# Given task
Swap "instance" for "occurrence" throughout the lines below and give them back with nothing else changed. Leave the pictures out.
** START **
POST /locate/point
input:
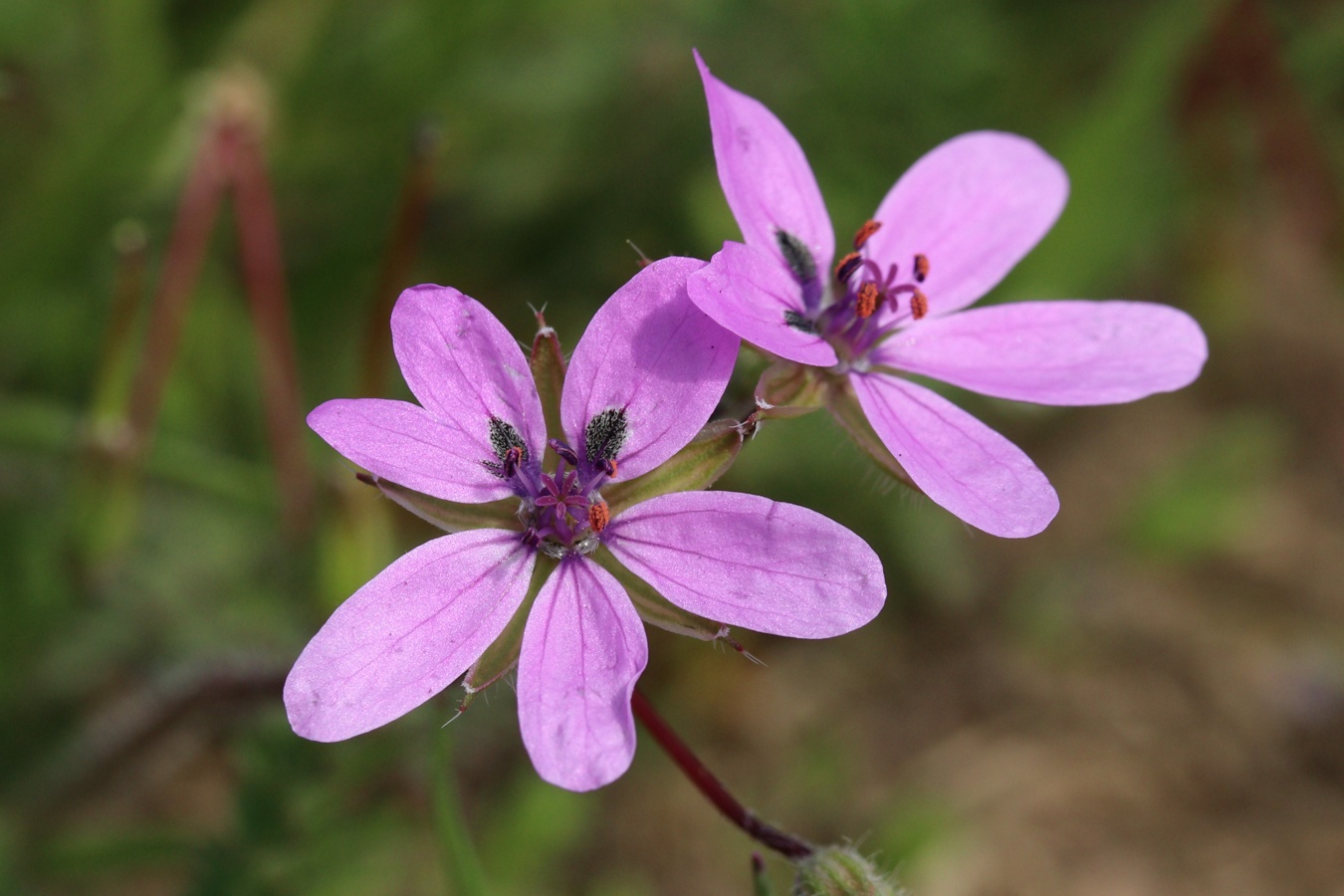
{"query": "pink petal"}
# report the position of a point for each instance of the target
(765, 176)
(405, 443)
(1066, 352)
(583, 649)
(750, 295)
(464, 367)
(975, 207)
(956, 460)
(407, 634)
(652, 353)
(745, 560)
** END **
# The reply
POST /locate/point
input:
{"query": "pink petal"}
# report the position of a point for each occurrence of the target
(765, 176)
(405, 443)
(1066, 352)
(583, 649)
(750, 295)
(464, 367)
(975, 207)
(956, 460)
(407, 634)
(652, 353)
(745, 560)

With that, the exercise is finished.